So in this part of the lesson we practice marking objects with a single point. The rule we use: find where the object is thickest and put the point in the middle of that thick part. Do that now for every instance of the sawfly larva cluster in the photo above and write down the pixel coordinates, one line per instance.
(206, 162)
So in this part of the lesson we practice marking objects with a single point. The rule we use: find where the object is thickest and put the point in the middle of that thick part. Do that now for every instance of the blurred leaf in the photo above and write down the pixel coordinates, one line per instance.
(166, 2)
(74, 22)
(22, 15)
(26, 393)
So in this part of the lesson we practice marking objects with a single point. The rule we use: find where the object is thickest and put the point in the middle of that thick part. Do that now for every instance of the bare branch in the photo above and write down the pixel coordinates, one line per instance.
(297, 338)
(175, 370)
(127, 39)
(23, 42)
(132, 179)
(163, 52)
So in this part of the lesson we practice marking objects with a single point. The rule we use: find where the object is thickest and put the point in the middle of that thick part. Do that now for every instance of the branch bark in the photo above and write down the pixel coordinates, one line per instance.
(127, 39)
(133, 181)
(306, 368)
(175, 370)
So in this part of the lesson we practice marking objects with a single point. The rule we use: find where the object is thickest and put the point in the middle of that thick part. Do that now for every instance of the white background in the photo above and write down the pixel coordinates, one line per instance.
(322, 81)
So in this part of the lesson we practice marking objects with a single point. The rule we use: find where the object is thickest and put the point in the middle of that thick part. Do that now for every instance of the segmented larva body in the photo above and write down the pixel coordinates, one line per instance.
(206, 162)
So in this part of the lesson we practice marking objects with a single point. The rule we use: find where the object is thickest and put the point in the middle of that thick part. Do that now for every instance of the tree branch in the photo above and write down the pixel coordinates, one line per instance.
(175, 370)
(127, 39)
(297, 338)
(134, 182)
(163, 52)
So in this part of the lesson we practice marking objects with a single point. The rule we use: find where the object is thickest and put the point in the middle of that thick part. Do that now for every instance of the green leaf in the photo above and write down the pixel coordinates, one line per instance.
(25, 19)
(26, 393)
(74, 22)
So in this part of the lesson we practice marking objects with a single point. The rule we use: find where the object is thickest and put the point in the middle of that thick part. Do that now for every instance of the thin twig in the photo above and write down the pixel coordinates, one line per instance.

++++

**Work instructions**
Copy out all of the data above again, switching every "thickest" to "widest" and leaving everything else unchanged.

**Solved problem**
So in this part of the lesson we practice marking objects with a single point. The rule we use: find where the object is widest and put the point in the middle of that thick part. Do that now for every instance of the sawfly larva cluster in the photo above and write down the pixel coordinates, one line per instance.
(206, 162)
So in this part of the lesson we practice marking objects with a single point. The rule we use: find where the object is widest and put the point in the middle of that thick part. Do that now for every instance of the blurred leaf in the photo above and write down the pixel coordinates, one line per instance.
(166, 2)
(74, 22)
(22, 15)
(26, 393)
So in this part of the lesson we practice marking objects with a single point. The rule we use: find where the object is widest and put the point in the middle of that thick part. Do that now for every instance of the bare branch in the photo above and write down the pixel coordinates, one line per instance.
(297, 338)
(175, 370)
(127, 39)
(23, 42)
(132, 179)
(163, 52)
So in this part of the lesson we practice marking objects with a single point. The rule we use: find where the object is widest and put the point in the middle of that thick part. Do that now for every instance of the branch bark in the photo above and write down the pixel coordinates, one line per instance.
(127, 39)
(133, 181)
(306, 368)
(175, 370)
So in this part of the lesson we practice marking objects with a single point. The rule we use: find where the object is widest and put the point in the middle of that thick part. Do that now for every instance of the white background in the photo above and write down the pixel coordinates, one line per instance.
(322, 81)
So in this part of the lesson we practice marking objects with a single point. The rule we use: find where the object is widest and put the point in the middle of that thick part. Do that now for every instance of the segmented larva body in the photo above and write down the pixel coordinates, one line per instance.
(206, 162)
So in this part of the lesson we practice marking objects with a single point. The rule we use: find where the object is widest and put the point in the middle of that thick part. Do that now for every instance of the tree branch in the photo above and write down the pixel coordinates, one line per instance.
(175, 370)
(127, 39)
(297, 338)
(134, 182)
(163, 52)
So in this part of the lesson we practice marking objects with a single point. The rule we use: find where the object is widest and put the point in the middle of that thick part. Do that now for every instance of the green leaf in the photo above and write down the pixel coordinates, one line per instance.
(25, 19)
(26, 393)
(74, 22)
So in this part of the lesson we practice marking objects with a single point. The rule we use: find where the object is widest and put the point in the middle of that thick part. Do that now for every instance of the thin twig in the photo above and write down the pixel coordinates, one line per instance.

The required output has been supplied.